-- Extract start --
Assigning Script Variables

Before the script can run, we need to assign its variables in Unity so that the script and UI elements can talk to each other.

To assign the variables:

  1. In the Hierarchy, select the Segmentation Manager GameObject.
  2. In the Inspector window, assign the variables in the SemanticQuerying script Component by dragging and dropping each item to its respective field:
    1. The scene's MainCamera to the Camera Man field;
    2. The SegmentationManager object to the Segmentation Man field;
    3. The Text-TMP object to the Text field;
    4. The RawImage object to the Image field;
    5. SemanticMaterial from the Assets directory to the Material field.

Build and Test

Once you have added the script and populated it with code, build to your device and test. Your output should look something like this:

Viewing semantic information in an AR app

Appendix: How Does the Query Script Work?

What's On The Screen?

The core of the querying script checks the center of the screen on every frame. We pass (Screen.width/2, Screen.height/2) to ARSemanticSegmentationManager.GetChannelNamesAt to define the query target as the center point, then pass the output to the UI text element.

Click here to reveal the channel names snippet
using Niantic.Lightship.AR.ARFoundation;
using TMPro;
using UnityEngine;

public class SemanticQuerying : MonoBehaviour
{
public ARSemanticSegmentationManager _semanticMan;
public TMP_Text _text;

void Update()
-- Extract end --
-- Material start --
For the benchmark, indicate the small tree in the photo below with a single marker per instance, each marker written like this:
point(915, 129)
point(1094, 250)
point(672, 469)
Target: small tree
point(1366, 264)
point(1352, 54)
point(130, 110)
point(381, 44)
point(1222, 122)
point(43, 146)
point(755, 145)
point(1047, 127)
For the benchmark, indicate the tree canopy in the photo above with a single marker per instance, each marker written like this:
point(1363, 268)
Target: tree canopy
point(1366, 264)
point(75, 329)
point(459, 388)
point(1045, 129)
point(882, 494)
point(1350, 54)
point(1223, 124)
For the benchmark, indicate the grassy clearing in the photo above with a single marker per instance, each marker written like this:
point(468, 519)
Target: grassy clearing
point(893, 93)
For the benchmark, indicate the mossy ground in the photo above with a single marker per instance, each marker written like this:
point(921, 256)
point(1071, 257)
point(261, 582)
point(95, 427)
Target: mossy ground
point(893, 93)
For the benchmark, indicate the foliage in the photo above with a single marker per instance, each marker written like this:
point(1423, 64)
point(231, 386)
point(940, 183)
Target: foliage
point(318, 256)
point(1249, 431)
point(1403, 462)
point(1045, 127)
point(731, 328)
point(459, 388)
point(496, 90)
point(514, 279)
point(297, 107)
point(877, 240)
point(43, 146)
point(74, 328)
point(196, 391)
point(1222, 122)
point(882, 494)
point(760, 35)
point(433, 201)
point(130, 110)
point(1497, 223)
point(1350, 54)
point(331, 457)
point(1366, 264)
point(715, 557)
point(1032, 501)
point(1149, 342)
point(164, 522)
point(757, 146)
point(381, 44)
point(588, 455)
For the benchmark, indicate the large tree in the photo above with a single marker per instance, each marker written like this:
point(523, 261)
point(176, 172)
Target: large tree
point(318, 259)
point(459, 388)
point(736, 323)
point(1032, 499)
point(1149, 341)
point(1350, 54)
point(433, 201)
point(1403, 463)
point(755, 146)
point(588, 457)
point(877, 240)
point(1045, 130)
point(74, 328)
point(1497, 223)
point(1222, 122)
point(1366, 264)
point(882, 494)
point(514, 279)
-- Material end --
Exercise tasks:
**1)** Name every field in the SemanticQuerying script Component that the walkthrough on assigning script variables has you fill by dragging and dropping.
**2)** Reproduce the passage of the walkthrough on assigning script variables between "2. In the Inspector" and "the Material field.", inclusive.

Answers by task:
**1)** Camera Man, Segmentation Man, Text, Image, Material

**2)**
2. In the Inspector window, assign the variables in the SemanticQuerying script Component by dragging and dropping each item to its respective field:
    1. The scene's MainCamera to the Camera Man field;
    2. The SegmentationManager object to the Segmentation Man field;
    3. The Text-TMP object to the Text field;
    4. The RawImage object to the Image field;
    5. SemanticMaterial from the Assets directory to the Material field.